> PROVIDED PASSAGE:
··········
UPDATED: Jailed Cuban journalist grows desperate

On July 18, Juan Carlos Herrera Acosta went on a hunger strike to demand better prison conditions. Three days later, he sewed his mouth shut to intensify his protest. This is not the first time that Herrera Acosta has self-mutilated in order to garner attention for his plight.

Herrera Acosta, a trained cook and metalworker, became involved with dissident groups early in his twenties. In Cuba, where the state is the sole employer, he was unable to find work because of his political affiliations. In 1997, he was sent to prison for the first time, sentenced to a five-year term on antistate charges. Immediately after his release, Herrera Acosta became the Guantanamo correspondent for one of the independent news agencies that were growing across Cuba at the time. But just two years later, during a massive crackdown on the dissidence and the independent press known in Cuba as the “Black Spring,” he was again sent to prison. Sentenced under Law 88 for the Protection of Cuba’s National Independence and Economy, Herrera Acosta was given 20 years, of which he has only served a little over five years.

In 2003, Herrera Acosta became one of 29 journalists sent to prison in retaliation for their writing. Today, 20 remain behind bars. Among this group, Herrera Acosta has always been known for his aggressive, often violent protests against prison conditions. Over the last five years, he has gone on countless hunger strikes and has self-mutilated on several occasions–mainly by sewing his mouth shut. In retaliation, friends and family have told CPJ, prison authorities hand him harsher punishments and are more inclined to mistreat him.

Friends who knew him before he was jailed say Herrera Acosta was always feisty. But many are concerned about his current psychological status, which became more critical after the death of his 14-year old daughter, Lianet, in a car accident in March of this year.
··········
> EXTRACTED INFORMATION:
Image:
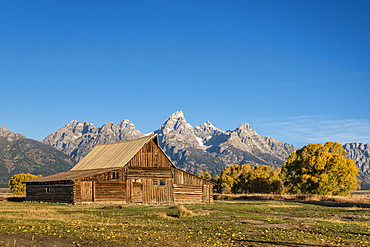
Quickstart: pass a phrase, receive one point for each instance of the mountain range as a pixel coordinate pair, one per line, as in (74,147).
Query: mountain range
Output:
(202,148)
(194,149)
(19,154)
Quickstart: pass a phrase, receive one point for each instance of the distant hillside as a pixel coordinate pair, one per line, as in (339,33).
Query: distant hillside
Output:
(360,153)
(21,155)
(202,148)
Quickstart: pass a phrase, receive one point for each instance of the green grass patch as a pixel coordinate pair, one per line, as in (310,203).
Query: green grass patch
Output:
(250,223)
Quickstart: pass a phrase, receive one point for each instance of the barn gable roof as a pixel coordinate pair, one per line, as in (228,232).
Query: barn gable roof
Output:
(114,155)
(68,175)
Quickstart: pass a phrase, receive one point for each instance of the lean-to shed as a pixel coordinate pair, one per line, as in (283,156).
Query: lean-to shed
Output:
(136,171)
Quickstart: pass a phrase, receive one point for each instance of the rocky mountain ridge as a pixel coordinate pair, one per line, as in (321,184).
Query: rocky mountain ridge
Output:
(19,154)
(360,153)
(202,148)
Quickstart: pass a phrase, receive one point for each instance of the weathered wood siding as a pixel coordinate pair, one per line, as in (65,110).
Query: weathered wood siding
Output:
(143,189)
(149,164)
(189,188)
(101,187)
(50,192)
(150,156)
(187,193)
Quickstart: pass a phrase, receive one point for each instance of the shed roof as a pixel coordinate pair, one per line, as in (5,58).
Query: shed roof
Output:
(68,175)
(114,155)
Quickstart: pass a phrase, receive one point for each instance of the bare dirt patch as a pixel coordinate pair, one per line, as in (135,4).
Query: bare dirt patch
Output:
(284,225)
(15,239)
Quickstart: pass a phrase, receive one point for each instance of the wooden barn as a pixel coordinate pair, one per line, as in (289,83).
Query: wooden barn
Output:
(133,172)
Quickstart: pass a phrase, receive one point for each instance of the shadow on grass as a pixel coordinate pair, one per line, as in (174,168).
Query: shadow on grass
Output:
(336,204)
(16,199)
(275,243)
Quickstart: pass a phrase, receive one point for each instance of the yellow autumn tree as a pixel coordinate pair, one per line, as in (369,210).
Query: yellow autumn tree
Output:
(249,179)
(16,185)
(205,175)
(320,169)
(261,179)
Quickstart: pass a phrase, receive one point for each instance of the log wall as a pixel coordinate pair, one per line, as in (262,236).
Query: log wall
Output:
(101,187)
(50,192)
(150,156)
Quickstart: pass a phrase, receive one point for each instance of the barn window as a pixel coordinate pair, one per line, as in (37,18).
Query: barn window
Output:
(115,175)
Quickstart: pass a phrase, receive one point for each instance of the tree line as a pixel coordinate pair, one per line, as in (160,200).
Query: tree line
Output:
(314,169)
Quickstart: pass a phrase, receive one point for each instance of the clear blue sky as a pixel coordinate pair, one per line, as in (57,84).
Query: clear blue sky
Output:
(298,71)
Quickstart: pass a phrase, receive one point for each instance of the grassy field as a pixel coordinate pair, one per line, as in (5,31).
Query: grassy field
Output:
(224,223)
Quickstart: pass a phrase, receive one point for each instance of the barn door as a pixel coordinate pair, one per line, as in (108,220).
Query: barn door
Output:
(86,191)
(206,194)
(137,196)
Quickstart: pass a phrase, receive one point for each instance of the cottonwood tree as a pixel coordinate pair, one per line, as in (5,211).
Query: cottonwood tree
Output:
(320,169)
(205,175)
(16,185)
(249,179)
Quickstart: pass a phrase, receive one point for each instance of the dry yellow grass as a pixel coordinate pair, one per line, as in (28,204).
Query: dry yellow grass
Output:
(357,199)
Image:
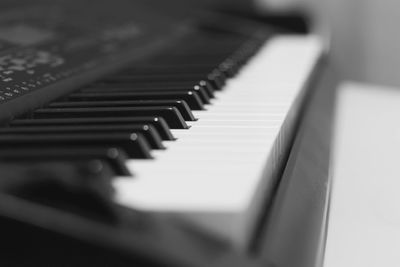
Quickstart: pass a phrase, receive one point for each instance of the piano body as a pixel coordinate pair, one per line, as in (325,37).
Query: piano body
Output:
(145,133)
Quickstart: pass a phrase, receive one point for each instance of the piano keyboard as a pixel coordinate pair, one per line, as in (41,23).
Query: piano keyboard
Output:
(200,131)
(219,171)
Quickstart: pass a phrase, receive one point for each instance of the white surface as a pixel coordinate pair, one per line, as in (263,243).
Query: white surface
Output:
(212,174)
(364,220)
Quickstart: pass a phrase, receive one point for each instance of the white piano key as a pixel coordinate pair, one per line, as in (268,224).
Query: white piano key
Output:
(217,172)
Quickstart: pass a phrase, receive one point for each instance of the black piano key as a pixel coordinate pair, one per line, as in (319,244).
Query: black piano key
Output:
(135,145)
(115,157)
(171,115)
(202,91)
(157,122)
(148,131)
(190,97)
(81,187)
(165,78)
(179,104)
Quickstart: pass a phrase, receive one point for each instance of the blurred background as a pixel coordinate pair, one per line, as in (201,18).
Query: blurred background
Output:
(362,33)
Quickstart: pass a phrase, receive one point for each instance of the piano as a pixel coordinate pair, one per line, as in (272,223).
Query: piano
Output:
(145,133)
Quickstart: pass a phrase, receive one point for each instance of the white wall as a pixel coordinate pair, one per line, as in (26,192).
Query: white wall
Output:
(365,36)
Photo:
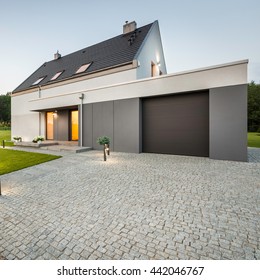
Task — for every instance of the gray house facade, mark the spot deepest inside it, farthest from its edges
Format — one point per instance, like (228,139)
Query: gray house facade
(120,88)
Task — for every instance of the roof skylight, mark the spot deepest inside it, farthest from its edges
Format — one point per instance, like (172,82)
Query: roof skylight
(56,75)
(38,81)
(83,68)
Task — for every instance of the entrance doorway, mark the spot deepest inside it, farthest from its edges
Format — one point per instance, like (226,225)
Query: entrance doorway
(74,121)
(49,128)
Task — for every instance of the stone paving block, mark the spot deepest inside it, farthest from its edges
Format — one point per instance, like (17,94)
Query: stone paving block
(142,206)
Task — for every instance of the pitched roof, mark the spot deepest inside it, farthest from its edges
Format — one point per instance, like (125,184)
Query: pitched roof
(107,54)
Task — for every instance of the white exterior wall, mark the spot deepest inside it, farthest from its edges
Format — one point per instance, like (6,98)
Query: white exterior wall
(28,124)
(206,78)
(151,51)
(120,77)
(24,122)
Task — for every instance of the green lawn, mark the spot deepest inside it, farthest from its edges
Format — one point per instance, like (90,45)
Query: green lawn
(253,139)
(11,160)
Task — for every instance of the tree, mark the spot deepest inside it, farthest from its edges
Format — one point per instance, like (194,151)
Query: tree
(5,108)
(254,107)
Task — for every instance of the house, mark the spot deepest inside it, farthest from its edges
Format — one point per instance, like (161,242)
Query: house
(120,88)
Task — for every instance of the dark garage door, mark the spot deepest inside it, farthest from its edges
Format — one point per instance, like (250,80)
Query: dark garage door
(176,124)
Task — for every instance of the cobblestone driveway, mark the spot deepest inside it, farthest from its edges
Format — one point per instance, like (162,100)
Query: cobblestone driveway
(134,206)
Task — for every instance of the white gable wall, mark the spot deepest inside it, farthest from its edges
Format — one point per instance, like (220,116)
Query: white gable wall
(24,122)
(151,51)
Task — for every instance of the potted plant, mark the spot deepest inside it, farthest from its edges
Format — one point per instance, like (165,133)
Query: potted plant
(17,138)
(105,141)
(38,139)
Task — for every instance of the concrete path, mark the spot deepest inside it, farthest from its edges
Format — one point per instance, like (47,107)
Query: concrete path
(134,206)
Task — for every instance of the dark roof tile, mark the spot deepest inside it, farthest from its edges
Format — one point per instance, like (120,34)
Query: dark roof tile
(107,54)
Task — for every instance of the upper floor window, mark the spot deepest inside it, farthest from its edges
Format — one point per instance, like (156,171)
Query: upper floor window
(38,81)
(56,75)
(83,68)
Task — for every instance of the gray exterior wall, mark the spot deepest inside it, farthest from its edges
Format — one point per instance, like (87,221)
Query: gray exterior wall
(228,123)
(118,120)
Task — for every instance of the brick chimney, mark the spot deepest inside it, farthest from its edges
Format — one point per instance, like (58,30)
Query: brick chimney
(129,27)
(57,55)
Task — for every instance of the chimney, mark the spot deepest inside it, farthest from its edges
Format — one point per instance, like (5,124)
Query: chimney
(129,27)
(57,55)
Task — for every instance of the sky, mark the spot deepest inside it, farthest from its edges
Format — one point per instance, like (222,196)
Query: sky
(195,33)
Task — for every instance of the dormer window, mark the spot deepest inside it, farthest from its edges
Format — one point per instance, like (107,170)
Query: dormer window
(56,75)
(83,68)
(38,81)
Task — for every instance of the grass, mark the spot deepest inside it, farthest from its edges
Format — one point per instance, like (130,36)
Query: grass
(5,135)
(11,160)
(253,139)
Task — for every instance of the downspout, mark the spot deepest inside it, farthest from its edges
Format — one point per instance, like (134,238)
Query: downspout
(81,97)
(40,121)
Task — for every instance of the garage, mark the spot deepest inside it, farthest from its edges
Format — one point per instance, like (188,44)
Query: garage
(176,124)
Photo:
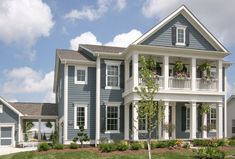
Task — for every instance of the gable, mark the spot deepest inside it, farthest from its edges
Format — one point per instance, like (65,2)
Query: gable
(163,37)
··········
> TASK PROMPT: Please extend the article on the jailed Cuban journalist Juan Carlos Herrera Acosta, picking up right after its last sentence.

> REPLY TO THE TASK:
However, Melba Santana Ariz, wife of fellow political prisoner Alfredo Dominguez Batista, said prison authorities are denying Herrera Acosta all medical treatment, including psychological help, as well as religious assistance. The denials are punishment for his behavior. According to Santana Ariz, who visited the prison where Herrera Acosta is being held yesterday but was unable to see him, the three stitches he inflicted on himself nine days ago have not been removed. What’s more, they’ve become infected.

And yet from his humid and windowless cell in the Eastern Holguin Provincial Prison, Herrera Acosta has vowed not to give up until authorities grant him better living conditions, which include commodities as simple as medication and edible food.  

UPDATE: According to reports from the eastern city Holguín, Herrera Acosta was transferred today to the infirmary at the Holguín Provincial Prison. The journalist is believed to be in very bad health but there are no further details, Melba Santana Ariz, wife of political prisoner Alfredo Dominguez Batista, told the Miami-based nonprofit organization Directorio Democratico Cubano. Santana Ariz, whose husband is also on a hunger strike in support of Herrera Acosta’s demand for better prison conditions, said she had been inside the prison today but was again unable to see the journalist.